*WHAT THE TASK ASKS*. Copy the listing below, but put "Label" wherever "Target" appears, and leave every other character as it is.

*INPUT FOR THIS TASK*.
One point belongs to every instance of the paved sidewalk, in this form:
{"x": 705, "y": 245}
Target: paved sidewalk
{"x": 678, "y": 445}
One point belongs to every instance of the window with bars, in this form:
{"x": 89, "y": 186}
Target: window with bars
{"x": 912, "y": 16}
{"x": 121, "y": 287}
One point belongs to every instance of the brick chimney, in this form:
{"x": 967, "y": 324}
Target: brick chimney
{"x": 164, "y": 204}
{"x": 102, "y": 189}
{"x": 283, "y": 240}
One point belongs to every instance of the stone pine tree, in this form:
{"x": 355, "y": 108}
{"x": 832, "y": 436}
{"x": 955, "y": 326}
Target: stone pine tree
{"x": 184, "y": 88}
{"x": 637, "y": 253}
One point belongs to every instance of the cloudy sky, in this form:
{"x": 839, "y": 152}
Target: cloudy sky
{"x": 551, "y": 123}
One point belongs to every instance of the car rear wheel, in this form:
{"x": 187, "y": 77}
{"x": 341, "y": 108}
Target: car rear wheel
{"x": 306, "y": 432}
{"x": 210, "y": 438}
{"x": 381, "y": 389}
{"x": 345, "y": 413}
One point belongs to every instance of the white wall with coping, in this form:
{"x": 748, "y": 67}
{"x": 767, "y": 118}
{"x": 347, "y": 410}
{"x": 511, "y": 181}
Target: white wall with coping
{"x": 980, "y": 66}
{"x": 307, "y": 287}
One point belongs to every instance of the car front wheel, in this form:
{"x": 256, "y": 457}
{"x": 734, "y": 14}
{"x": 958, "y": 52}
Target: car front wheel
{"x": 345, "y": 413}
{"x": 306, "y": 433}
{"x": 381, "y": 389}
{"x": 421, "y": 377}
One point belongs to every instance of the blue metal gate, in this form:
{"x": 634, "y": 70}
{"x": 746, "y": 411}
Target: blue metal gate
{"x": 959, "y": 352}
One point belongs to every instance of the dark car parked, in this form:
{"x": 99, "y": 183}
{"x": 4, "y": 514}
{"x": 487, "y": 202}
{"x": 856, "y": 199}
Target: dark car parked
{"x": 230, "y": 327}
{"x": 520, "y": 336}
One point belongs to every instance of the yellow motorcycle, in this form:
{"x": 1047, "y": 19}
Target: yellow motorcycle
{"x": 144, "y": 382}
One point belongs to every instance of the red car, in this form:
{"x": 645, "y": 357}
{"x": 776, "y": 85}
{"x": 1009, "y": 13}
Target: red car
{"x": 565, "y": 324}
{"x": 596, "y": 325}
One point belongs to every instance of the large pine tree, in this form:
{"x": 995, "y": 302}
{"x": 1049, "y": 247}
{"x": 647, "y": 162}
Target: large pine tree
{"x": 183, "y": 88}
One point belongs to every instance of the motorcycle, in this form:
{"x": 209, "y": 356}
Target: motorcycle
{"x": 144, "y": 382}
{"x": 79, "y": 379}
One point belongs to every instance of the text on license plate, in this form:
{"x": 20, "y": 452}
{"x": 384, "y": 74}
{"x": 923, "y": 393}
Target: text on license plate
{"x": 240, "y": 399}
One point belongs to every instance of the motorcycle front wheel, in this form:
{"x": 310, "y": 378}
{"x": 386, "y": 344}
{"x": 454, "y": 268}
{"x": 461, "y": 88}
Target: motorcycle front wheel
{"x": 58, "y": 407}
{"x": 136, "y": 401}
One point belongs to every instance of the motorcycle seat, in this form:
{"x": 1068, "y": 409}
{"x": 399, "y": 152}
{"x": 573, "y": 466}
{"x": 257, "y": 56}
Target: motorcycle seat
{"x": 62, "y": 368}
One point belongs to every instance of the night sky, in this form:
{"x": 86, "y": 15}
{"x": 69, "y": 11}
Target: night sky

*SOLVED PROBLEM*.
One point belongs to every instance of the paved sidewalk, in this form:
{"x": 705, "y": 245}
Label: paved sidewalk
{"x": 678, "y": 445}
One point belongs to every instance of the window with bars, in this form:
{"x": 89, "y": 186}
Label: window with bars
{"x": 912, "y": 16}
{"x": 121, "y": 287}
One point belongs to every instance of the brick chimney, in this form:
{"x": 967, "y": 324}
Label: brick chimney
{"x": 164, "y": 204}
{"x": 102, "y": 189}
{"x": 283, "y": 240}
One point belongs to every instance of the stone pine tree, in this form:
{"x": 355, "y": 108}
{"x": 832, "y": 436}
{"x": 955, "y": 326}
Label: stone pine tree
{"x": 184, "y": 88}
{"x": 637, "y": 253}
One point belongs to every instance of the cloudy sky, in this form:
{"x": 839, "y": 152}
Label: cloudy sky
{"x": 551, "y": 123}
One point belongs to every instance of the car rear wheel, in this form:
{"x": 187, "y": 77}
{"x": 341, "y": 108}
Label: car rear wheel
{"x": 306, "y": 432}
{"x": 210, "y": 438}
{"x": 381, "y": 389}
{"x": 345, "y": 413}
One point belongs to every instance of the white wall with coping, in this form:
{"x": 748, "y": 67}
{"x": 767, "y": 118}
{"x": 347, "y": 410}
{"x": 511, "y": 181}
Label: white wall with coping
{"x": 980, "y": 66}
{"x": 307, "y": 287}
One point belongs to every instance of the car front wheel, in this form:
{"x": 256, "y": 457}
{"x": 734, "y": 14}
{"x": 958, "y": 52}
Label: car front wheel
{"x": 345, "y": 413}
{"x": 306, "y": 433}
{"x": 381, "y": 389}
{"x": 421, "y": 377}
One point belongs to every instance of the blue metal gate, in this form:
{"x": 634, "y": 70}
{"x": 746, "y": 411}
Label: blue metal gate
{"x": 959, "y": 352}
One point belongs to every instance of the dark car parked, in this form:
{"x": 99, "y": 183}
{"x": 4, "y": 514}
{"x": 487, "y": 202}
{"x": 856, "y": 199}
Label: dark car parked
{"x": 230, "y": 327}
{"x": 520, "y": 336}
One point belongs to every instance of the yellow motorcycle, in this form:
{"x": 1047, "y": 19}
Label: yellow motorcycle
{"x": 144, "y": 382}
One point belongs to every instance of the red car, in this form:
{"x": 645, "y": 357}
{"x": 776, "y": 85}
{"x": 1009, "y": 13}
Label: red car
{"x": 565, "y": 324}
{"x": 596, "y": 325}
One point belongs to every instance of the large pine tree, in this form:
{"x": 995, "y": 302}
{"x": 1049, "y": 247}
{"x": 647, "y": 162}
Label: large pine tree
{"x": 183, "y": 88}
One point belongs to every instance of the motorcycle, in this form:
{"x": 209, "y": 356}
Label: motorcycle
{"x": 144, "y": 382}
{"x": 79, "y": 379}
One point belongs to every instance of the text on license plate, in this form:
{"x": 20, "y": 452}
{"x": 384, "y": 74}
{"x": 923, "y": 393}
Label: text on license plate
{"x": 240, "y": 399}
One point belongs to every instance of the motorcycle front wheel, in this form:
{"x": 310, "y": 378}
{"x": 386, "y": 344}
{"x": 454, "y": 268}
{"x": 461, "y": 88}
Label: motorcycle front wheel
{"x": 58, "y": 407}
{"x": 136, "y": 401}
One point belongs to every instance of the motorcycle seat, in this form:
{"x": 1068, "y": 409}
{"x": 399, "y": 152}
{"x": 573, "y": 466}
{"x": 257, "y": 56}
Label: motorcycle seat
{"x": 62, "y": 368}
One point belongs to every instance of the night sky, in this form:
{"x": 86, "y": 15}
{"x": 69, "y": 11}
Label: night sky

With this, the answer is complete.